> _What the exercise asks_
Please count the rows below that contain the word "background", where case counts, and reply with only that number.

> _Entries supplied_
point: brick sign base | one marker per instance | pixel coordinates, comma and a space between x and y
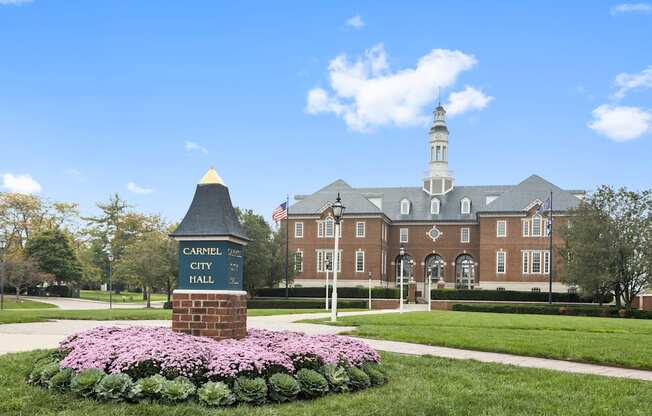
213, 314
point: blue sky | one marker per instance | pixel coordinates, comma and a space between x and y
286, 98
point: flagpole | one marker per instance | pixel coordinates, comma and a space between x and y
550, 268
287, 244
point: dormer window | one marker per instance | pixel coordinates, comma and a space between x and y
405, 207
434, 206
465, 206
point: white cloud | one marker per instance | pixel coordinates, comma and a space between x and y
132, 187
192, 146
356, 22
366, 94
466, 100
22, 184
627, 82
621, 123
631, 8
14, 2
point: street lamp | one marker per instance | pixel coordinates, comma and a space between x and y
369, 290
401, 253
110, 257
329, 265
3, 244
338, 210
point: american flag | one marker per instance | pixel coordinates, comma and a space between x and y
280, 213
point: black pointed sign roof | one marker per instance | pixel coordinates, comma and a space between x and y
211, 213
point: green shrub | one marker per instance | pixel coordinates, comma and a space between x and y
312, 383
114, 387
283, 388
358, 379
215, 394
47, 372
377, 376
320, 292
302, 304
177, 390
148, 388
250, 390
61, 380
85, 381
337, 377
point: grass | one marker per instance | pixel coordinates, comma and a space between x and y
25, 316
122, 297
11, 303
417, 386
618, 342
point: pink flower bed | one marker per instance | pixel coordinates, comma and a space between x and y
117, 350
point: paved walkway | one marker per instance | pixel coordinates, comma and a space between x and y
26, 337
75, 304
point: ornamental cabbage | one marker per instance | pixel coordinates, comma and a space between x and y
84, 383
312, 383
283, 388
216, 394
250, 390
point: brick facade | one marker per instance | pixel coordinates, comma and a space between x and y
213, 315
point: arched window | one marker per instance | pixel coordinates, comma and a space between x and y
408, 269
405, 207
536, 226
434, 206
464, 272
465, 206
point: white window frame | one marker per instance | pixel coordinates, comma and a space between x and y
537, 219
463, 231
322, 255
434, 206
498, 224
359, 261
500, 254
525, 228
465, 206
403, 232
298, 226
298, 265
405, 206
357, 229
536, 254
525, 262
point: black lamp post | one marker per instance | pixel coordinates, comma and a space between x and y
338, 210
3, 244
* * *
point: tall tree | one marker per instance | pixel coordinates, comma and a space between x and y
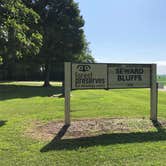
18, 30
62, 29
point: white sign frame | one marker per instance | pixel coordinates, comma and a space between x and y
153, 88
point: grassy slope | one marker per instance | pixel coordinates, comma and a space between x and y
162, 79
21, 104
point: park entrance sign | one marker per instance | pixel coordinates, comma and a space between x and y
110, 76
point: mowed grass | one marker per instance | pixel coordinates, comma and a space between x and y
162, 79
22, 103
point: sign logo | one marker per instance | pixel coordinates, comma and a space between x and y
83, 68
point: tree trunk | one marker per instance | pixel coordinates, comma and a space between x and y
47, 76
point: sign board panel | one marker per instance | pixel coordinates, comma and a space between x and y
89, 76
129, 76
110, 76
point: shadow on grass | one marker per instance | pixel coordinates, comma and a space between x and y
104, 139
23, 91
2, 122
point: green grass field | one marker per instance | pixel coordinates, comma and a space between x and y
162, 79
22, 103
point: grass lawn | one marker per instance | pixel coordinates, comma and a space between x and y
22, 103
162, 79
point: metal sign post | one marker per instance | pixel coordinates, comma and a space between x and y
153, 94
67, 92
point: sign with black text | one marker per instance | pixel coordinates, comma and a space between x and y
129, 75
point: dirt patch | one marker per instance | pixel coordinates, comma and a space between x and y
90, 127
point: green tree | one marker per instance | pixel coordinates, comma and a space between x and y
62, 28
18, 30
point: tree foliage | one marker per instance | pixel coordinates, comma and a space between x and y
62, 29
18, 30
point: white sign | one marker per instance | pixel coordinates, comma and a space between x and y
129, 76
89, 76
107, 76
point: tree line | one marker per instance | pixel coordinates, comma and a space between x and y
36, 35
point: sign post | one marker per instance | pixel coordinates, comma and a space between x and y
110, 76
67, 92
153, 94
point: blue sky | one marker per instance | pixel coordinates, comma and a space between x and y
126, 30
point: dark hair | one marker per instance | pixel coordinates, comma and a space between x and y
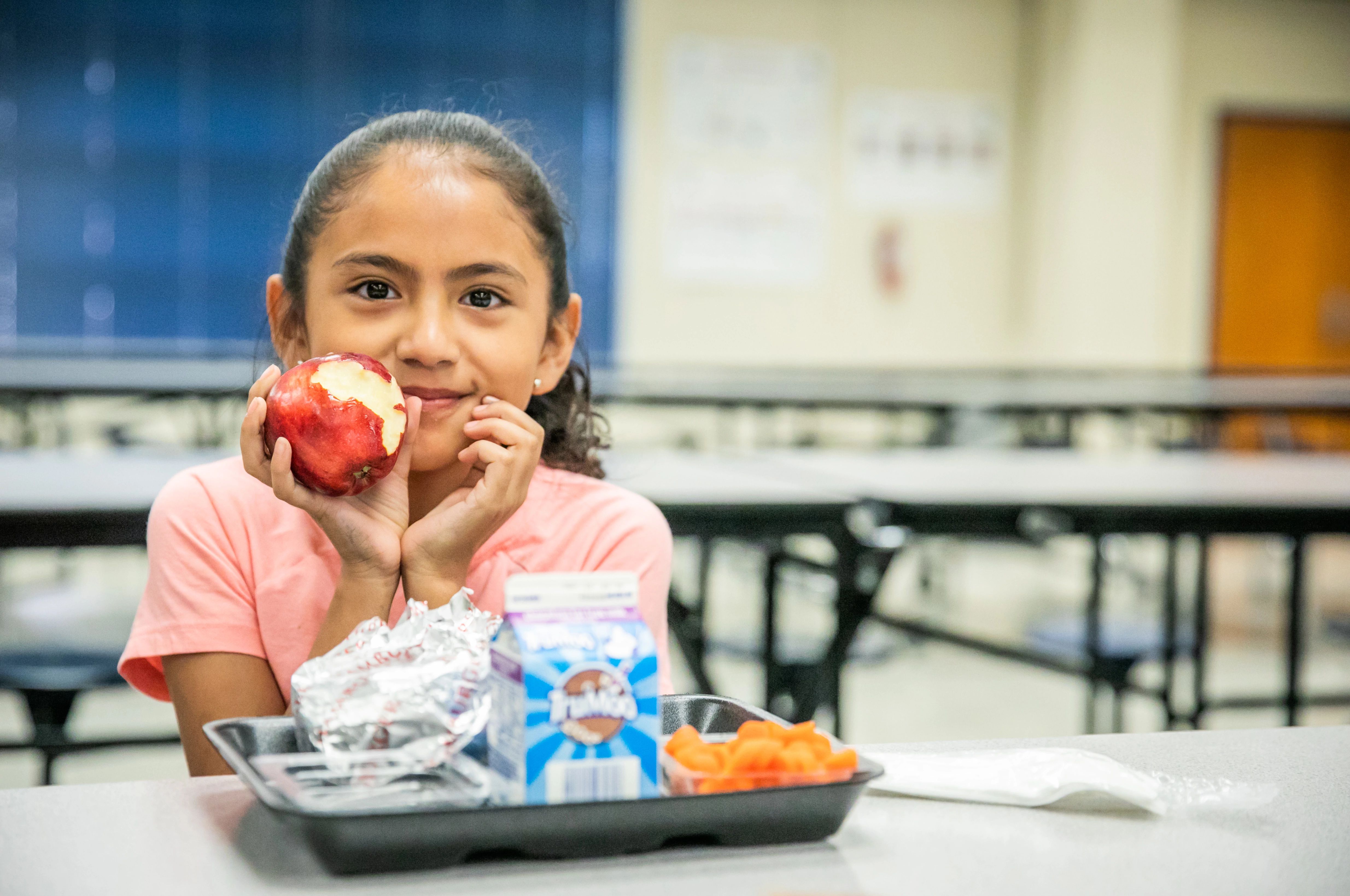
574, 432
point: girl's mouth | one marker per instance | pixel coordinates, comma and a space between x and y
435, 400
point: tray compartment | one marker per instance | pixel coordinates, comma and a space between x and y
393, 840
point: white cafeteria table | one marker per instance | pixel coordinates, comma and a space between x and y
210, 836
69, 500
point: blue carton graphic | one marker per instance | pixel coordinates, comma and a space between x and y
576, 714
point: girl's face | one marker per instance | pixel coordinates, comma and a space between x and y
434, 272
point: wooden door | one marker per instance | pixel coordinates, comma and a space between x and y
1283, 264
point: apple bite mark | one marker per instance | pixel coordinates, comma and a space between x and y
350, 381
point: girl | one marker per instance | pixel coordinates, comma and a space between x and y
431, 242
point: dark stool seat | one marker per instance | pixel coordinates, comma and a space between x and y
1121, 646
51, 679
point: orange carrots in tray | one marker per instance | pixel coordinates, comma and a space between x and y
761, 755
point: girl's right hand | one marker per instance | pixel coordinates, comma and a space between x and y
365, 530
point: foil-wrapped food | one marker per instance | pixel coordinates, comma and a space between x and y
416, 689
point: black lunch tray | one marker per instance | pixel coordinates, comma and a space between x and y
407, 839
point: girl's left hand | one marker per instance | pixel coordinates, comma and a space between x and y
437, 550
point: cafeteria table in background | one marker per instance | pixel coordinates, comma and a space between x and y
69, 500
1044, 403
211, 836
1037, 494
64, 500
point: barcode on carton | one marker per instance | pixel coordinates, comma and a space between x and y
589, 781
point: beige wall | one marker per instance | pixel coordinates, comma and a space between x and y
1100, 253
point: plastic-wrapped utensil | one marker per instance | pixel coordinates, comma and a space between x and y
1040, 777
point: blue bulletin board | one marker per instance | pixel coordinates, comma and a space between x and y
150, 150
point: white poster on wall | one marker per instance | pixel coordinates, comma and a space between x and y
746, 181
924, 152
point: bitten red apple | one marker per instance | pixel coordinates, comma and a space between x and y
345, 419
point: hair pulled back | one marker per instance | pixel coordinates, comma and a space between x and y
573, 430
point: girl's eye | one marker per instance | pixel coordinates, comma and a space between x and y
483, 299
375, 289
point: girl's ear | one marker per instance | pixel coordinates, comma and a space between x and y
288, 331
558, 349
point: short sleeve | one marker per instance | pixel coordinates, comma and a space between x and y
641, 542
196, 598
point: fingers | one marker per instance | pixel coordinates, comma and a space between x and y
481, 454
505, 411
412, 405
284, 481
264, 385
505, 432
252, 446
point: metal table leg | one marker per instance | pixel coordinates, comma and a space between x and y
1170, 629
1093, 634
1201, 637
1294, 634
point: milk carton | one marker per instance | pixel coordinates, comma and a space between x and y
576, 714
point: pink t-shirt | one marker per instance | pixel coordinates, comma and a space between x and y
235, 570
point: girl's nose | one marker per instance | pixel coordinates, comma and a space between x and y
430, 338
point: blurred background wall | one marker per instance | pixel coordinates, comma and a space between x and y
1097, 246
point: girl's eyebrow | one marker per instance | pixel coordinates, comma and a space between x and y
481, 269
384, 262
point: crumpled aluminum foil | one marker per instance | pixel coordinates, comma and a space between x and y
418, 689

> _Solved exercise_
2